Task prompt: Beginning with the line that has "of the man's", reproduce each remaining line of the data exactly, down to and including the last.

Data for review:
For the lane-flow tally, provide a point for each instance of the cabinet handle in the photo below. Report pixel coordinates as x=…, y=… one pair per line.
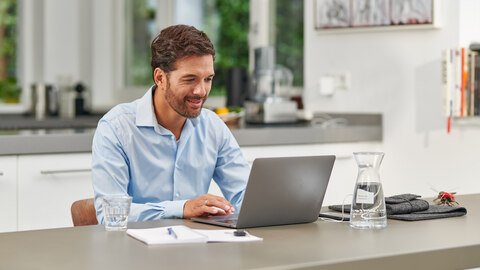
x=64, y=171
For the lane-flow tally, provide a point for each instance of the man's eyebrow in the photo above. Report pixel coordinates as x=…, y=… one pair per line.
x=189, y=76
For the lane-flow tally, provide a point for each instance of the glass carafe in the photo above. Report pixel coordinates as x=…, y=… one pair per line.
x=368, y=204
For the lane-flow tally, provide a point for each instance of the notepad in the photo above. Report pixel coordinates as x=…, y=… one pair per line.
x=183, y=234
x=155, y=236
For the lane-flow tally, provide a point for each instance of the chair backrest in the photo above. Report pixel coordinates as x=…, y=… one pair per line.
x=83, y=212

Written answer:
For the lane-flow tally, provide a point for each instance of the man's eyebrow in the photo above. Report pixel coordinates as x=…, y=… one pair per line.
x=189, y=76
For the lane-flow tally, provide a point for each instance of the glass carafe in the photo above. Report pixel coordinates as x=…, y=… one pair per line.
x=368, y=204
For the lane-flow tally, provide a point for each instance of the notepad in the photo above. Report pixel coordinates as x=…, y=… one pair per line.
x=183, y=234
x=155, y=236
For the lane-flow tally, provide a point for each instance of the chair backrest in the photo above. Report pixel coordinates as x=…, y=… one pair per line.
x=83, y=212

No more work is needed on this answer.